Tijd voor pedagogiek - Over de pedagogische paragraaf in onderwijs, opleiding en vorming
Gert Biesta
Professor of Education bij Brunel University London
Geraadpleegd op 15-12-2024,
van https://wij-leren.nl/tijd-voor-pedagogiek-inaugurele-rede-inleiding.php
Dit is een licht bewerkte versie van de inaugurele rede uitgesproken bij de aanvaarding van het ambt van bijzonder hoogleraar voor de pedagogische dimensies van onderwijs, opleiding en vorming met bijzondere aandacht voor processen van humanisering aan de Universiteit voor Humanistiek op 11 april 2018. Op wij-leren.nl plaatsen we deze tekst in vijf gedeelten. Deze eerste bijdrage betreft deel 1 en tevens de inleiding.
De serie
Dit zijn de hierop volgende bijdragen:
- Deel 2: Pedagogiek, een betrokken handelingswetenschap
- Deel 3: Wat er op het spel staat: Volwassen in de wereld willen zijn
- Deel 4: Subjectiverend onderwijs: Het curriculum op zijn kop
- Deel 5: Pedagogiek, innerlijkheid en humaniteit en slot.
De referenties zijn te vinden in deel 5.
Inleiding
Ik sta hier vandaag met gemengde gevoelens. Dat is niet omdat ik een inaugurele rede uitspreek op een leeftijd waarop menig hoogleraar al aan een afscheidsrede begint te denken, maar omdat datgene waar het in deze rede om gaat – de pedagogiek – in de Nederlandse academische context nogal in de marge is geraakt (zie Levering, 2012; zie ook Brezinka, 2015), en omdat mijn eigen biografie daar nauw mee is verbonden.

━━━━━━━━━━━━━━━━

## [TE DOEN]
Beantwoord deze vragen over de tekst over pedagogiek.
(a) Op welke datum werd de inaugurele rede uitgesproken?
(b) In welk deel zijn de referenties te vinden?
(c) Aan welke universiteit is Gert Biesta Professor of Education?

## [FRAGMENT UIT GEGEVENS]

━━━━━━━━━━━━━━━━

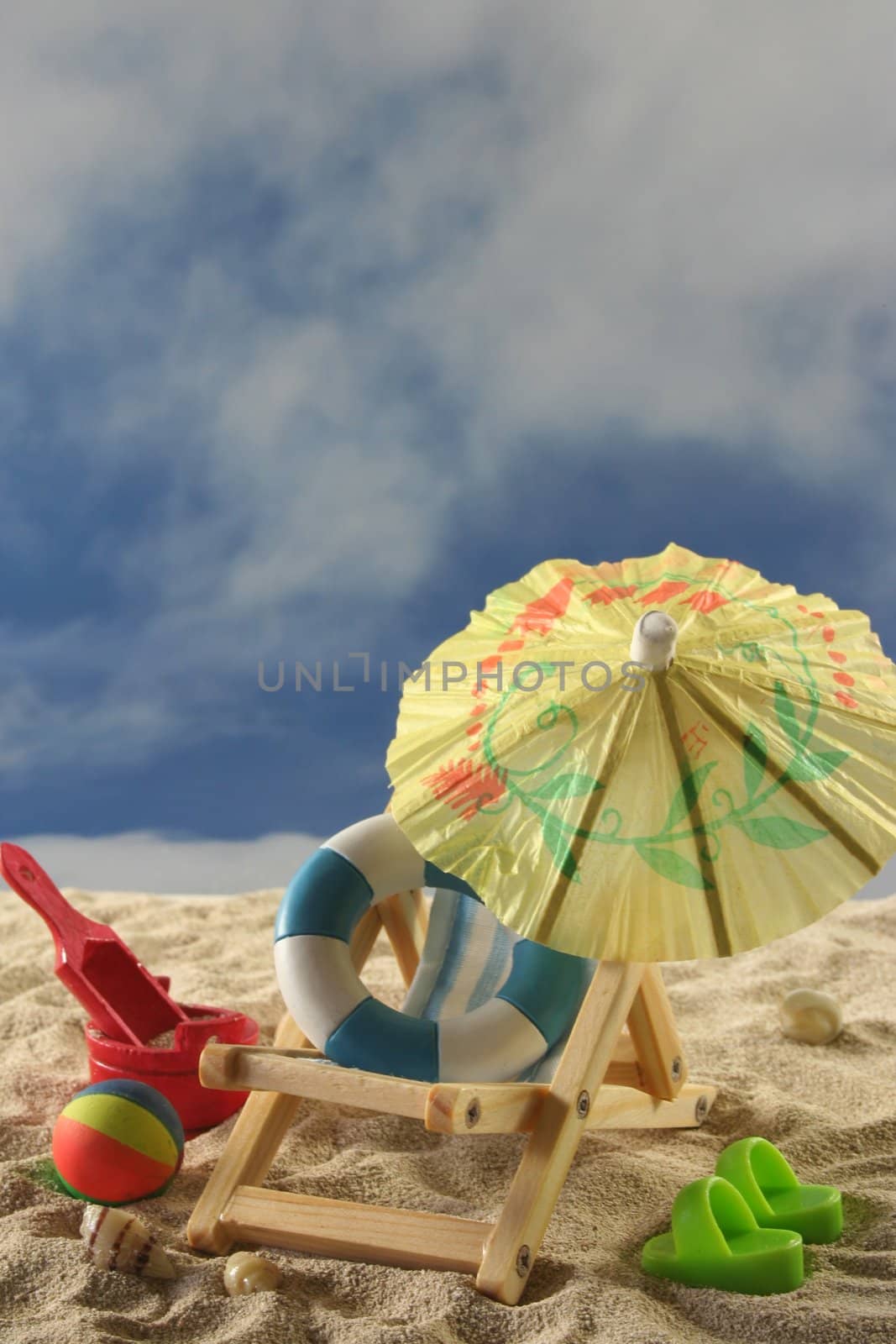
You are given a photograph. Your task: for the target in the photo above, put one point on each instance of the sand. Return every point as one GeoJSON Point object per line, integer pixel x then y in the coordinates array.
{"type": "Point", "coordinates": [832, 1110]}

━━━━━━━━━━━━━━━━

## [OPLOSSING OPGAVE]
(a) Op 11 april 2018.
(b) In deel 5.
(c) Aan Brunel University London.